▼▼▼
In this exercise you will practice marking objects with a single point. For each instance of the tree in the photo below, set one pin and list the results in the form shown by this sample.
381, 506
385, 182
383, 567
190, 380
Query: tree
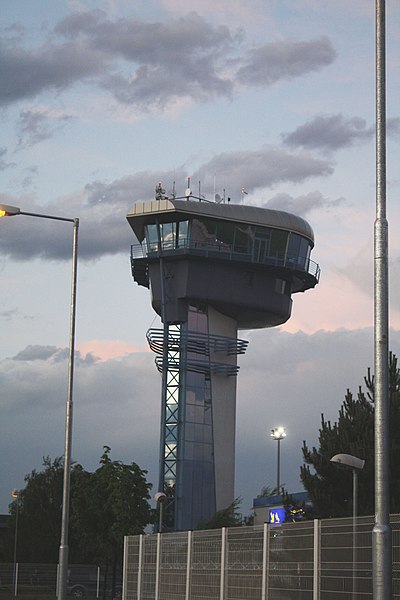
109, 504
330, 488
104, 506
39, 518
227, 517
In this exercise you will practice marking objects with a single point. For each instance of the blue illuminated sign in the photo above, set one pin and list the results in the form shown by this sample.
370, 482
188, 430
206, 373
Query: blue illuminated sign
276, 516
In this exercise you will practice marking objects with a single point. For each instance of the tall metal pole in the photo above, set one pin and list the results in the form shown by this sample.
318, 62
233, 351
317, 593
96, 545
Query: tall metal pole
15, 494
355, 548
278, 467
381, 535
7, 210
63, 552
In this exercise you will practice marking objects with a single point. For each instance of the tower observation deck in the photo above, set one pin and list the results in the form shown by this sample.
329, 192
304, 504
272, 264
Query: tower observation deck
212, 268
▲▲▲
▼▼▼
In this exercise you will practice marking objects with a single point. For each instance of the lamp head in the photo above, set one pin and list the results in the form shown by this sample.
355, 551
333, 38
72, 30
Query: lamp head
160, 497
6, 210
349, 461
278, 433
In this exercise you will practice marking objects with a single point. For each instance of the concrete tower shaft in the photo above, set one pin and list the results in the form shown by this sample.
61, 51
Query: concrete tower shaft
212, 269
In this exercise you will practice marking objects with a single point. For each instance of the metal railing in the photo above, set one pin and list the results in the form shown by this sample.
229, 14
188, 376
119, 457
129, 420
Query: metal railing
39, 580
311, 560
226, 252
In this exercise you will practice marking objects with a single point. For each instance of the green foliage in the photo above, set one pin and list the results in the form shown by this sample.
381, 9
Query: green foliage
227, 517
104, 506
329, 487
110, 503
▲▲▲
- [What you should do]
Using the listing above, say how many of its lines contain "exercise", and give no other words.

- [Response box]
8